Re: [DISCUSS] Add missing visibility annotation for Table APIs

2023-07-29 Thread Jane Chan
Hi all,

Thanks for your valuable feedback. Here are my thoughts.

To Jark
I agree with your suggestions, and I've updated the sheet accordingly.

To Lincoln

> For the `DynamicFilteringEvent`, tend to keep it 'internal' since it's a
> concreate implementation of `SourceEvent`(and other two implementers are
> not public ones) .


I have checked the corresponding FLIP [1], and according to the design doc,
it suggested being marked as `@PublicEvolving`. At the same time, the class
`DynamicFilteringData`, which was introduced with it, was also marked as
`@PublicEvolving`. I think we can cc Gen Luo  to help
clarify.


For the `LookupOptions` and `Trigger`s, because they're all in the public
> interfaces of the flip[2], I'm fine with making them all public ones or
> just excluding the Trigger implemantors, cc @Qingsheng can you also help to
> check this?
>

I'm fine with both. Let's wait for Qingsheng's opinion.


For the `BuiltInFunctionDefinitions$Builder`, I think it should be
> `BuiltInFunctionDefinition$Builder`


Yes, this is a typo, and I've corrected it.


To Jing

do we really need to
> mark some many classes as @Internal? What is the exactly different between
> a public class with no annotation and with the @Internal?


IMO it is still necessary. From a user's perspective, marking a class as
@Internal has a clear directionality, indicating that this is an internal
class, and I should not rely on it. However, facing an unmarked class, I
wonder whether it is safe to depend on it in my code. From a developer's
perspective, marking a class as @Internal also helps us to be more
confident when iterating and updating interfaces. We can be sure that this
proposed change will not have unexpected behavior (because we have informed
users that it is internal and cannot promise the same compatibility
guarantee as public APIs).

[1]
https://cwiki.apache.org/confluence/display/FLINK/FLIP-248%3A+Introduce+dynamic+partition+pruning#:~:text=PublicEvolving%0Apublic%20class-,DynamicFilteringEvent,-implements%20SourceEvent%20%7B

Best,
Jane

On Wed, Jul 26, 2023 at 1:26 AM Jing Ge  wrote:

> Hi Jane,
>
> Thanks for your effort of walking through all classes and compiling the
> sheet. It is quite helpful. Just out of curiosity, do we really need to
> mark some many classes as @Internal? What is the exactly different between
> a public class with no annotation and with the @Internal?
>
> Best regards,
> Jing
>
>
> On Tue, Jul 25, 2023 at 11:06 AM Lincoln Lee 
> wrote:
>
> > Hi Jane,
> >
> > Thanks for driving this! Overall the proposed annotations looks good to
> me.

To-do list ->
**1)** In the thread about visibility annotations for Table APIs, which annotation does the FLIP design doc suggest for `DynamicFilteringEvent`?
**2)** Write out the stretch of the visibility annotations thread from "2023-07-29 Thread Jane" through "the sheet accordingly.".

Raw data ->
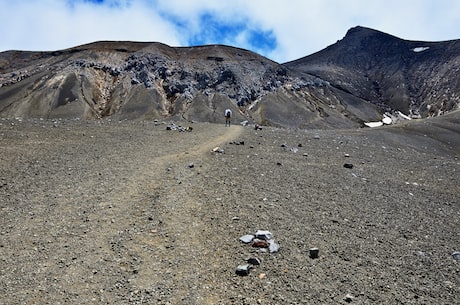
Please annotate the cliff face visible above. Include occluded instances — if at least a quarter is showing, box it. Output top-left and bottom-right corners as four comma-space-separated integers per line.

Solutions ->
**1)** `@PublicEvolving`

**2)**
2023-07-29 Thread Jane Chan
Hi all,

Thanks for your valuable feedback. Here are my thoughts.

To Jark
I agree with your suggestions, and I've updated the sheet accordingly.